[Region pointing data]
════════════════════

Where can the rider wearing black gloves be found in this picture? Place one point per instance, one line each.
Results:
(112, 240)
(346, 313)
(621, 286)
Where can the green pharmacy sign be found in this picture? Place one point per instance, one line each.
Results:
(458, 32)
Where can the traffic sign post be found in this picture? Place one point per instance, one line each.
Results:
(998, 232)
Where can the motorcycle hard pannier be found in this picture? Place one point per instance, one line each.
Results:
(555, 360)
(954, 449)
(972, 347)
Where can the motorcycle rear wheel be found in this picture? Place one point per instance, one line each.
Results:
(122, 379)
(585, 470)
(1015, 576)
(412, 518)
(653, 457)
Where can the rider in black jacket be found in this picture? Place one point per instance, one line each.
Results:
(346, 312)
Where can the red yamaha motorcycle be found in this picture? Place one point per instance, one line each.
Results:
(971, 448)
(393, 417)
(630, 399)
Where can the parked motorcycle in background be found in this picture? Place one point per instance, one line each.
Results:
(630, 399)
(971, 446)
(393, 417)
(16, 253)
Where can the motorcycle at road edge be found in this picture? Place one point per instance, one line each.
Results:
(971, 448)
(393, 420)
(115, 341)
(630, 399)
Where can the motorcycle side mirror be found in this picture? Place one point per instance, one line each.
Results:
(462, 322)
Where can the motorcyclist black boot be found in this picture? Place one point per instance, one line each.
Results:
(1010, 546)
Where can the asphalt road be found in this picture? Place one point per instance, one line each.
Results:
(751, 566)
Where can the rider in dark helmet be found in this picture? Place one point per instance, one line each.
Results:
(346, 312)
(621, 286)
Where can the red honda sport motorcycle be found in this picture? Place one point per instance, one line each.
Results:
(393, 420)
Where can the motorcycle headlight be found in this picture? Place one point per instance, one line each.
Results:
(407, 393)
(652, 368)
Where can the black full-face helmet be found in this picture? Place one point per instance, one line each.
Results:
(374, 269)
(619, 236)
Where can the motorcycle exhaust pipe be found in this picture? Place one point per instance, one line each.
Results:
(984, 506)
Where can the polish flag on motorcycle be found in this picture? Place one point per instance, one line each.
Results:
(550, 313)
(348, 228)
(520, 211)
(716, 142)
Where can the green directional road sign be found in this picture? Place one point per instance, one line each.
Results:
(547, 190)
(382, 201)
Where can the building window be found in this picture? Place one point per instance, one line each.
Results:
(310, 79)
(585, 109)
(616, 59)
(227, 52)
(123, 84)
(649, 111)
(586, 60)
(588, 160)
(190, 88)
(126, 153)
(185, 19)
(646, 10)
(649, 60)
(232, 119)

════════════════════

WHAT IS REQUIRED >>
All entries should be transcribed verbatim.

EXERCISE RESPONSE >>
Where can the rider wearing black gloves be found in this picture? Place one point per instance, one line each.
Results:
(112, 240)
(346, 313)
(621, 286)
Where can the green pharmacy sign be found in this picture? Place one point per instance, one line each.
Results:
(458, 32)
Where can the traffic sign post be found in this picture? Place one point per instance, one line each.
Results:
(998, 232)
Where can the motorcycle hard pannier be found in this picture? Place one point per instance, one line each.
Results:
(555, 360)
(954, 449)
(972, 347)
Where can the motorcycle rear wheel be found in this picture? Place one point per instance, one line each.
Results:
(122, 379)
(585, 470)
(1015, 576)
(412, 518)
(653, 457)
Where can the rider in black jacket be found in this picture? Place one point per instance, one line each.
Results:
(346, 312)
Where can the red yamaha motorcycle be found in this picture? Place one point per instance, one line each.
Results:
(971, 448)
(393, 417)
(630, 399)
Where can the parked motorcycle in background be found in this picture? Place one point per instance, one line each.
Results:
(630, 399)
(971, 446)
(393, 417)
(16, 253)
Where can the motorcycle at road edge be found in this picture? Place one point per instance, one line each.
Results:
(971, 448)
(393, 420)
(115, 341)
(630, 399)
Where can the motorcycle side mirror be found in this picture? Place one point per instance, one line each.
Results:
(462, 322)
Where can the motorcyclist black boot be found in this picture? Place one point per instance, one line each.
Results:
(1010, 546)
Where can the asphalt road be found in this picture? Place one point per instance, one line each.
Results:
(751, 566)
Where can the rider in dark helmet be found in this picture? Place one point per instance, one line each.
Results:
(346, 312)
(621, 286)
Where can the red honda sport motorcycle be found in this picture? Place one point per instance, one line each.
Results:
(393, 420)
Where can the motorcycle headlight be found in this picture? Place one point per instance, one line each.
Results:
(407, 393)
(652, 368)
Where can the black full-face helmet be found in this picture? Place one point per instance, one line each.
Results:
(374, 269)
(619, 236)
Where can the motorcycle exhaust pipe be found in this picture? Place one point per instance, one line each.
Results:
(984, 506)
Where can the polish flag on motorcycle be found in this picture? Place one point per instance, one line each.
Results:
(550, 313)
(348, 228)
(520, 211)
(716, 142)
Where can the green directional road sign be found in this picture? Place one point per instance, one line each.
Results:
(547, 190)
(382, 201)
Where can the building window be found in this picture? Place one point per instance, one line each.
Results:
(310, 79)
(585, 109)
(616, 59)
(227, 52)
(123, 84)
(649, 111)
(586, 60)
(588, 160)
(190, 88)
(126, 153)
(185, 19)
(646, 10)
(649, 60)
(232, 119)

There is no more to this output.